» **Task statement**
In the records, rewrite the lines from the one containing "Accessibility tool request: describe where the woman" to the one containing "xmin=0 ymin=21 xmax=212 ymax=347" with "blonde hair" renamed to "brown hair", leaving everything else unchanged. Give back only those lines.

» **Dataset records**
# # # # # # #
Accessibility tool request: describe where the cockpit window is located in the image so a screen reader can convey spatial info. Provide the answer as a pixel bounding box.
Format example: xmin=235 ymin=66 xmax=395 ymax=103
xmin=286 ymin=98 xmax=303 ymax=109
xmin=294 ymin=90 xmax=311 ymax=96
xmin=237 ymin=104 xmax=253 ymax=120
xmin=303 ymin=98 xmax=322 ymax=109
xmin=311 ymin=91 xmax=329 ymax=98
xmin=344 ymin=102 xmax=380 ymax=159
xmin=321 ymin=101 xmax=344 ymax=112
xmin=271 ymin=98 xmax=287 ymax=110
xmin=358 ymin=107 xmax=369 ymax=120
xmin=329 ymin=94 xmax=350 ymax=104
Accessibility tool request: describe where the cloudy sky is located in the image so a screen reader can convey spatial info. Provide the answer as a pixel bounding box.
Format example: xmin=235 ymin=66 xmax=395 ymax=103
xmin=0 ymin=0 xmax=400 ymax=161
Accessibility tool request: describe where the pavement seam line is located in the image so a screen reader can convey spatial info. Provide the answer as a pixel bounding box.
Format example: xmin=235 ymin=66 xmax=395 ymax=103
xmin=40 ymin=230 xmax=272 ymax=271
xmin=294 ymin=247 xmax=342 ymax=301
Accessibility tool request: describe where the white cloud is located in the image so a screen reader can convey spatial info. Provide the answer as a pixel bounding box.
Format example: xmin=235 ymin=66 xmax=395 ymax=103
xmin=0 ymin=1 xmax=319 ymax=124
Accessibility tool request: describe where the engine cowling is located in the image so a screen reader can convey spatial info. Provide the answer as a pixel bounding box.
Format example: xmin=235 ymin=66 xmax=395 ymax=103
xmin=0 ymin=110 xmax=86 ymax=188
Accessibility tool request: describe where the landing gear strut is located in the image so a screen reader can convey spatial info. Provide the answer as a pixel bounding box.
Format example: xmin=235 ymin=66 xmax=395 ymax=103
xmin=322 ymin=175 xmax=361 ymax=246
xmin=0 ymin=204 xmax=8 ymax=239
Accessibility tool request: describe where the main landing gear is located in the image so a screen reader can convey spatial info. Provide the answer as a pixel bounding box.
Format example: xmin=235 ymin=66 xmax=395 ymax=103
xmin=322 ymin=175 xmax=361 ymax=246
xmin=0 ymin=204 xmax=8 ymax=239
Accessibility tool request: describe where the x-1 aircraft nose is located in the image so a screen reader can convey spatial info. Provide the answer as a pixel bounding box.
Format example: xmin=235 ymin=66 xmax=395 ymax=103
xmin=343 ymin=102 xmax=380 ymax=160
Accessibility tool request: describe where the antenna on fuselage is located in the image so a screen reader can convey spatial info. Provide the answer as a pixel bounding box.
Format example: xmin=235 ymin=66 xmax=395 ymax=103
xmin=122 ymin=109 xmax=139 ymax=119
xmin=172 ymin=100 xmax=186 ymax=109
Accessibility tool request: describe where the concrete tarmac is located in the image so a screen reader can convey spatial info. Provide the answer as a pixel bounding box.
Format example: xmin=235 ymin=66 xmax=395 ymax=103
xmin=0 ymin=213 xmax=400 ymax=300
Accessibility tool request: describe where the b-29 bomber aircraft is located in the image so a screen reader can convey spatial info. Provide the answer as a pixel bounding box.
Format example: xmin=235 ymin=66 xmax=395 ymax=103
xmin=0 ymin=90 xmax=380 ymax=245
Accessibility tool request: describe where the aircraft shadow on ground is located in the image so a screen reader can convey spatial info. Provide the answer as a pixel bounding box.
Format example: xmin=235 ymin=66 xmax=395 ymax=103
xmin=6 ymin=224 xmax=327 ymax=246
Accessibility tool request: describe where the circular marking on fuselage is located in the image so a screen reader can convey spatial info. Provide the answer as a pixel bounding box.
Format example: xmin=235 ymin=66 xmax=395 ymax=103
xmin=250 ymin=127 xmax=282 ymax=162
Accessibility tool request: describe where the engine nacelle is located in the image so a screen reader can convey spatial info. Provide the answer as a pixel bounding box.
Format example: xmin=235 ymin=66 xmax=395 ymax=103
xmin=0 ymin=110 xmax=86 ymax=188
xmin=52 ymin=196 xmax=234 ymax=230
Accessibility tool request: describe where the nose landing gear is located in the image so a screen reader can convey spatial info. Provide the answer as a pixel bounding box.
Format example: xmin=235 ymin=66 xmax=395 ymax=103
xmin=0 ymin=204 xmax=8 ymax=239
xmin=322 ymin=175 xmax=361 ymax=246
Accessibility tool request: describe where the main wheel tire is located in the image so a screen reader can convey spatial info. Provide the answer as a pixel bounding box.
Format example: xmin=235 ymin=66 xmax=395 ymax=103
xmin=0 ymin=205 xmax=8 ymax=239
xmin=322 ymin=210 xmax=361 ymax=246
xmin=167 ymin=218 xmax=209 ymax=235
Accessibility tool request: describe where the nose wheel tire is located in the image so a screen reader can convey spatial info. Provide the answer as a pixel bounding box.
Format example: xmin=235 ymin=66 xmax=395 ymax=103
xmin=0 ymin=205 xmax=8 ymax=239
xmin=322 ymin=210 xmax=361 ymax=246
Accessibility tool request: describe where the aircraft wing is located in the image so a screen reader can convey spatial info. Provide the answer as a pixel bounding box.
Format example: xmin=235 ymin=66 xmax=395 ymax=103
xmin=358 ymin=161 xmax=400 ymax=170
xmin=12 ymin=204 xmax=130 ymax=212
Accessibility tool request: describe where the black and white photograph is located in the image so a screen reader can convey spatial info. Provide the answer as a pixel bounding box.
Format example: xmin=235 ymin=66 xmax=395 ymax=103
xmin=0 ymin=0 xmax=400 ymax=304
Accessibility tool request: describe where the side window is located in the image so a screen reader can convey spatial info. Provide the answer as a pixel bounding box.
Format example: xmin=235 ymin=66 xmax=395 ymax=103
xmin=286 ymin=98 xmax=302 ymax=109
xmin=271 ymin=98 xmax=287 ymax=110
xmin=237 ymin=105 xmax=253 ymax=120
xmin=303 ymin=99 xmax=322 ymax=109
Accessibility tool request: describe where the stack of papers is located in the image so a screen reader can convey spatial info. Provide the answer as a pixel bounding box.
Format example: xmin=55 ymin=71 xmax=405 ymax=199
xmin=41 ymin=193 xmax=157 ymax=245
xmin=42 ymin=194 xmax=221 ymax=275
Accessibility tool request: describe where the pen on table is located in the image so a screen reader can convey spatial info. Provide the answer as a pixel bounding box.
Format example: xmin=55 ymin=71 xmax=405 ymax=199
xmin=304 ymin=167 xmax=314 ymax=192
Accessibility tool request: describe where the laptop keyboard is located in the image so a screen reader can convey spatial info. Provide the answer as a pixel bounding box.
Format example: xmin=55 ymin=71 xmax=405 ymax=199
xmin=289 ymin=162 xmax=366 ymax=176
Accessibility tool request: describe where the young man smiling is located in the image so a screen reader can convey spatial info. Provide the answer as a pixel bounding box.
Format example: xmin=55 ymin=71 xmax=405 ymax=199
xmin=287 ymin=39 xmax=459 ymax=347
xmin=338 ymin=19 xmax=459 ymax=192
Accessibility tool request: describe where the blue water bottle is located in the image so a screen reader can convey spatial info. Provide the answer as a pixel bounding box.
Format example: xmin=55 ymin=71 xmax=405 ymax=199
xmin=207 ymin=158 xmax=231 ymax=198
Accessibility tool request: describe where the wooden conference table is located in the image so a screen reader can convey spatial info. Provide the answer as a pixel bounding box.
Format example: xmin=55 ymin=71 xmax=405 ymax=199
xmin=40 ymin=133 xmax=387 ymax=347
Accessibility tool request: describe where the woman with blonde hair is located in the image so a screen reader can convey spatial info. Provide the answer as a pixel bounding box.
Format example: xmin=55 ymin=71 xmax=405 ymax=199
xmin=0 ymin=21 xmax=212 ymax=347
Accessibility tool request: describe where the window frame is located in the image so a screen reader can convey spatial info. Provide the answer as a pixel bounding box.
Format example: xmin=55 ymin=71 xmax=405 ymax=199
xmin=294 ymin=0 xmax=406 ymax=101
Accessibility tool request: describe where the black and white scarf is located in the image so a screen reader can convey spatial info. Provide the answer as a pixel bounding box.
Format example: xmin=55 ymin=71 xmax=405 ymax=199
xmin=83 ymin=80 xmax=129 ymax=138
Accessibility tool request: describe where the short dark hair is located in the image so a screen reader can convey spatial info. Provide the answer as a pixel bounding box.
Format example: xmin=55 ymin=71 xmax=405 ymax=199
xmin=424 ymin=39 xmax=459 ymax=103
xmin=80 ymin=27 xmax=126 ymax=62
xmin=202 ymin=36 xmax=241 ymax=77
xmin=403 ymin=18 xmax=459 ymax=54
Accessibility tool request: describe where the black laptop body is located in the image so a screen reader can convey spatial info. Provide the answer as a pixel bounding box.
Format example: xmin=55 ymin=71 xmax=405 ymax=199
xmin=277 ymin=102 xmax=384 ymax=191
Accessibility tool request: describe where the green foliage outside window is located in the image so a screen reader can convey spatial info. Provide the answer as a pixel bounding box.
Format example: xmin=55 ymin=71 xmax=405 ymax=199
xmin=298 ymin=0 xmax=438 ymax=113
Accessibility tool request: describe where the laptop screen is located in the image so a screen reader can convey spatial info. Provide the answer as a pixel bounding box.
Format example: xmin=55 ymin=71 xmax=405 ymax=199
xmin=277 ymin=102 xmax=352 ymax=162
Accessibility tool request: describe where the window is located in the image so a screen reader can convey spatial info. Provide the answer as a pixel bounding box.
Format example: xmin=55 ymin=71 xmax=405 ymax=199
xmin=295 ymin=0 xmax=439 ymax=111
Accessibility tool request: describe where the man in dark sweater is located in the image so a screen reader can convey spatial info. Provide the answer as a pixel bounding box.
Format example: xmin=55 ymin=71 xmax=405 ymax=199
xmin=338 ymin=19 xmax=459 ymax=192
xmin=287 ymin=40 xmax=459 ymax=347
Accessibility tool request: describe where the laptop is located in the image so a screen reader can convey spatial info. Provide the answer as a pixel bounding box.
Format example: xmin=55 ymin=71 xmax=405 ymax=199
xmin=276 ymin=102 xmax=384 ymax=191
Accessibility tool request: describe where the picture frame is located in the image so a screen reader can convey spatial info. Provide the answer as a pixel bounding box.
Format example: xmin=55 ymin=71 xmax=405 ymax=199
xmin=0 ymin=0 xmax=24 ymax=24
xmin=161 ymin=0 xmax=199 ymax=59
# # # # # # #
» **The output**
Accessibility tool request: describe where the woman with brown hair is located in the image so a screen reader can convey spatial info. Provide the answer as a pixel bounding box.
Format example: xmin=55 ymin=71 xmax=405 ymax=199
xmin=0 ymin=21 xmax=212 ymax=347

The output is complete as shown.